** Task prompt **
Arrange every row below as a Markdown table with the columns No and Line, numbering each row and skipping blank lines. Leave the pictures out of your answer.

▼▼▼

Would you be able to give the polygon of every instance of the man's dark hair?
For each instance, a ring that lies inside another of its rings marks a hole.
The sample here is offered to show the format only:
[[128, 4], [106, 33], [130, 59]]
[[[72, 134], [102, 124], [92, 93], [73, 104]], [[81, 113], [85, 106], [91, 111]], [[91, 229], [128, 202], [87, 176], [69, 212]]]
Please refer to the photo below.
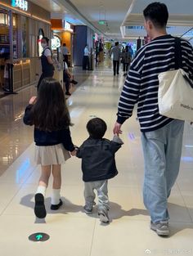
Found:
[[146, 20], [152, 21], [156, 28], [164, 28], [168, 20], [168, 11], [164, 3], [155, 2], [146, 7], [143, 16]]
[[95, 118], [88, 122], [87, 129], [94, 139], [101, 139], [105, 133], [107, 126], [101, 119]]

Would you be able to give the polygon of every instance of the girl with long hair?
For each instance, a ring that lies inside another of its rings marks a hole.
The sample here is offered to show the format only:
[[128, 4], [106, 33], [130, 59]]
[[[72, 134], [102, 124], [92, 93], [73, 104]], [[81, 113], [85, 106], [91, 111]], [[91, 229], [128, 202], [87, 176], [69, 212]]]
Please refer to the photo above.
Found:
[[24, 123], [34, 125], [35, 161], [42, 167], [34, 213], [43, 218], [47, 215], [44, 197], [51, 172], [53, 176], [51, 209], [56, 210], [62, 205], [61, 165], [70, 155], [75, 155], [70, 132], [72, 124], [59, 82], [53, 79], [43, 80], [38, 97], [33, 97], [25, 109]]

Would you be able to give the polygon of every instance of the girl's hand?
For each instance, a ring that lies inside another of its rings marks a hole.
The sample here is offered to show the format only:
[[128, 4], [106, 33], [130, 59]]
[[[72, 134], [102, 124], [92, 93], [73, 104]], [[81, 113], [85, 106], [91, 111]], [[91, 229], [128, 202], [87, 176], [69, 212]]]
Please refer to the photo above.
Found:
[[119, 123], [115, 123], [114, 129], [113, 129], [113, 132], [114, 134], [117, 134], [117, 136], [119, 136], [119, 134], [122, 134], [122, 130], [121, 130], [121, 124]]
[[74, 151], [70, 152], [70, 155], [72, 156], [75, 156], [76, 155], [76, 151], [77, 151], [77, 150], [74, 150]]
[[31, 104], [31, 105], [35, 104], [36, 99], [37, 99], [37, 97], [36, 97], [36, 96], [33, 96], [33, 97], [30, 98], [30, 100], [29, 100], [29, 104]]

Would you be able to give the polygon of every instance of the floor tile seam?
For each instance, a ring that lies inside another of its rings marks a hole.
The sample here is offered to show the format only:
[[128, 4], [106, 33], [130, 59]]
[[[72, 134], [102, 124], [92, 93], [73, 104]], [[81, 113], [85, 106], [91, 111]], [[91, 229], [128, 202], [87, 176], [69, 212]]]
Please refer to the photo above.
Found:
[[89, 254], [88, 254], [89, 256], [92, 256], [92, 245], [93, 245], [94, 236], [95, 236], [95, 230], [96, 230], [96, 220], [97, 220], [97, 218], [96, 218], [96, 219], [95, 219], [94, 228], [93, 228], [93, 231], [92, 231], [92, 240], [91, 240], [90, 252], [89, 252]]
[[19, 194], [19, 192], [20, 191], [20, 190], [22, 189], [24, 186], [24, 183], [20, 183], [20, 187], [18, 188], [17, 191], [15, 193], [15, 195], [11, 198], [11, 200], [9, 200], [9, 202], [6, 204], [5, 208], [3, 209], [3, 210], [1, 212], [0, 216], [2, 216], [4, 212], [7, 210], [7, 209], [9, 207], [9, 205], [11, 204], [11, 203], [13, 201], [14, 198]]
[[[178, 187], [178, 185], [177, 185], [177, 187]], [[182, 195], [182, 193], [181, 191], [181, 189], [179, 189], [179, 193], [180, 193], [180, 195], [181, 195], [181, 196], [182, 198], [182, 200], [183, 200], [183, 203], [184, 203], [185, 206], [186, 207], [186, 209], [187, 209], [187, 212], [188, 212], [188, 215], [189, 215], [189, 217], [190, 217], [190, 218], [191, 218], [191, 222], [193, 223], [193, 217], [191, 215], [191, 213], [190, 213], [190, 210], [189, 210], [189, 207], [186, 205], [186, 200], [185, 200], [184, 196], [183, 196], [183, 195]]]

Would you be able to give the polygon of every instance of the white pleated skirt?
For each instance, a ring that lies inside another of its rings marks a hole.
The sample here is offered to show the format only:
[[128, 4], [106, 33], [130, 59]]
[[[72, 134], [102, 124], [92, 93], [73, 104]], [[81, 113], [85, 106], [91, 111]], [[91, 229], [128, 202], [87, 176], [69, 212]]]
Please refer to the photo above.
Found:
[[70, 152], [64, 148], [62, 144], [35, 146], [34, 160], [37, 164], [61, 164], [70, 157]]

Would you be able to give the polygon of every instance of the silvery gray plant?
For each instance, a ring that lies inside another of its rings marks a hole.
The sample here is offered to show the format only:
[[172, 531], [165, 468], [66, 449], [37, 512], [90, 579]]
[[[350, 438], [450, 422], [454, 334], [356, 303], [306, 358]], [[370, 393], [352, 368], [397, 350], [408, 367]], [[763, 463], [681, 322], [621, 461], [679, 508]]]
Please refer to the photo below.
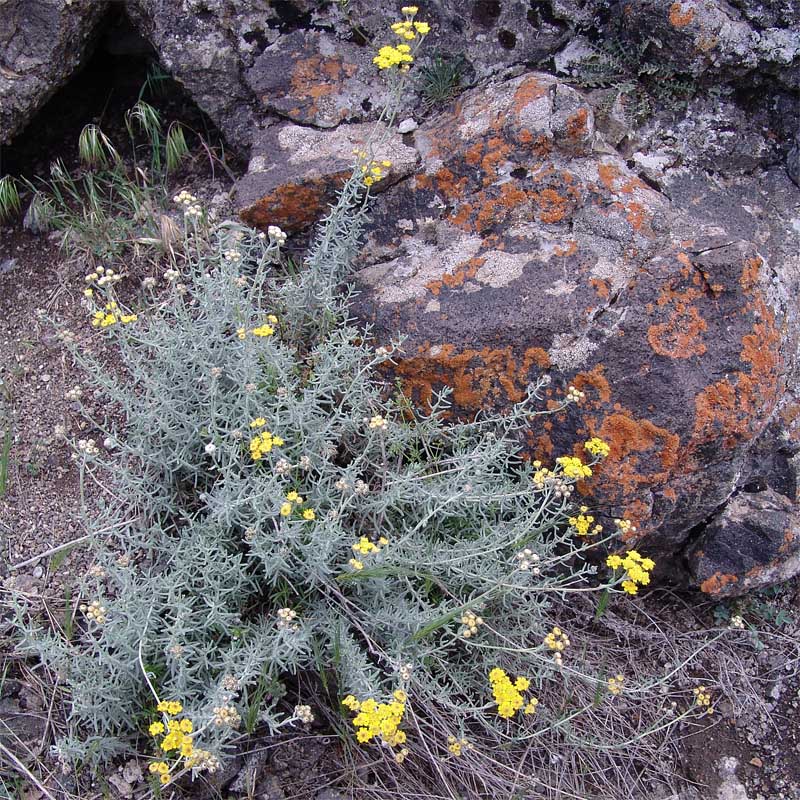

▲▲▲

** The output **
| No | Line |
|---|---|
| 1 | Would you be able to give the polygon of every instance of the man's dark hair? |
| 2 | For each instance, a ring that lies inside another of its rings marks a hole. |
| 3 | The sample here is offered to show the format only: |
| 4 | [[128, 4], [106, 33], [130, 59]] |
| 5 | [[[72, 134], [102, 124], [92, 93], [73, 104]], [[81, 113], [85, 106], [91, 111]], [[91, 229], [128, 202], [87, 176], [69, 212]]] |
| 6 | Please refer to the photo below. |
| 7 | Found: |
| 8 | [[146, 20], [152, 21], [156, 28], [164, 28], [168, 20], [168, 11], [164, 3], [155, 2], [146, 7], [143, 16]] |
| 9 | [[95, 118], [88, 122], [87, 129], [94, 139], [101, 139], [105, 133], [107, 126], [101, 119]] |
| 10 | Would you be able to give the polygon of every instance of the girl with long hair? |
| 11 | For each instance, a ring that lies inside another of its rings marks a hole. |
| 12 | The sample here is offered to show the format only: |
| 13 | [[128, 4], [106, 33], [130, 59]] |
| 14 | [[[72, 134], [102, 124], [92, 93], [73, 104]], [[81, 113], [85, 106], [91, 111]], [[91, 229], [128, 202], [87, 176], [69, 212]]] |
| 15 | Please refer to the photo above. |
| 16 | Found: |
| 17 | [[24, 123], [34, 125], [35, 161], [42, 167], [34, 213], [43, 218], [47, 215], [44, 197], [51, 172], [53, 176], [51, 209], [56, 210], [62, 205], [61, 165], [70, 155], [75, 155], [70, 132], [72, 124], [59, 82], [53, 79], [43, 80], [38, 97], [33, 97], [25, 109]] |
| 18 | Would you be able to give the polygon of every instance of the girl's hand? |
| 19 | For each instance, a ring that lies inside another of its rings marks a hole. |
| 20 | The sample here is offered to show the format only: |
| 21 | [[128, 4], [106, 33], [130, 59]] |
| 22 | [[[72, 134], [102, 124], [92, 93], [73, 104]], [[81, 113], [85, 106], [91, 111]], [[91, 229], [128, 202], [87, 176], [69, 212]]] |
| 23 | Please refer to the photo above. |
| 24 | Found: |
| 25 | [[119, 123], [115, 123], [114, 129], [113, 129], [113, 132], [114, 134], [117, 134], [117, 136], [119, 136], [119, 134], [122, 134], [122, 130], [121, 130], [121, 124]] |
| 26 | [[74, 151], [70, 152], [70, 155], [72, 156], [75, 156], [76, 155], [76, 151], [77, 151], [77, 150], [74, 150]] |
| 27 | [[31, 104], [31, 105], [35, 104], [36, 99], [37, 99], [37, 97], [36, 97], [36, 96], [33, 96], [33, 97], [30, 98], [30, 100], [29, 100], [29, 104]] |
| 28 | Would you be able to give the polygon of every instance of the floor tile seam? |
| 29 | For each instance, a ring that lies inside another of its rings marks a hole. |
| 30 | The sample here is offered to show the format only: |
| 31 | [[128, 4], [106, 33], [130, 59]] |
| 32 | [[[72, 134], [102, 124], [92, 93], [73, 104]], [[81, 113], [85, 106], [91, 111]], [[91, 229], [128, 202], [87, 176], [69, 212]]] |
| 33 | Please refer to the photo above. |
| 34 | Found: |
| 35 | [[89, 254], [88, 254], [89, 256], [92, 256], [92, 245], [93, 245], [94, 236], [95, 236], [95, 230], [96, 230], [96, 220], [97, 220], [97, 218], [96, 218], [96, 219], [95, 219], [94, 228], [93, 228], [93, 231], [92, 231], [92, 240], [91, 240], [90, 252], [89, 252]] |
| 36 | [[19, 194], [19, 192], [20, 191], [20, 190], [22, 189], [24, 186], [24, 183], [20, 183], [20, 187], [18, 188], [17, 191], [15, 193], [15, 195], [11, 198], [11, 200], [9, 200], [9, 202], [6, 204], [5, 208], [3, 209], [3, 210], [1, 212], [0, 216], [2, 216], [4, 212], [7, 210], [7, 209], [9, 207], [9, 205], [11, 204], [11, 203], [13, 201], [14, 198]] |
| 37 | [[[178, 187], [178, 185], [177, 185], [177, 187]], [[182, 195], [182, 193], [181, 191], [181, 189], [179, 189], [179, 193], [180, 193], [180, 195], [181, 195], [181, 196], [182, 198], [182, 200], [183, 200], [183, 203], [184, 203], [185, 206], [186, 207], [186, 209], [187, 209], [187, 212], [188, 212], [188, 215], [189, 215], [189, 217], [190, 217], [190, 218], [191, 218], [191, 222], [193, 223], [193, 217], [191, 215], [191, 213], [190, 213], [190, 210], [189, 210], [189, 207], [186, 205], [186, 200], [185, 200], [184, 196], [183, 196], [183, 195]]] |
| 38 | Would you be able to give the polygon of every instance of the white pleated skirt? |
| 39 | For each instance, a ring that lies inside another of its rings marks a hole. |
| 40 | The sample here is offered to show the format only: |
| 41 | [[128, 4], [106, 33], [130, 59]] |
| 42 | [[[72, 134], [102, 124], [92, 93], [73, 104]], [[81, 113], [85, 106], [91, 111]], [[91, 229], [128, 202], [87, 176], [69, 212]]] |
| 43 | Please refer to the photo above. |
| 44 | Found: |
| 45 | [[70, 152], [64, 148], [62, 144], [35, 146], [34, 160], [37, 164], [61, 164], [70, 157]] |
| 46 | Would you be able to give the polygon of every instance of the silvery gray plant? |
| 47 | For each instance, a ring that lies inside another of its rings marks a hole. |
| 48 | The sample here is offered to show the format only: |
| 49 | [[172, 531], [165, 468], [66, 449], [37, 512], [90, 579]] |
| 50 | [[[350, 438], [450, 422], [454, 334], [356, 303], [306, 358]], [[370, 393], [352, 368], [397, 350], [408, 367]], [[763, 463], [681, 322], [621, 461], [679, 508]]] |
| 51 | Please refer to the photo below. |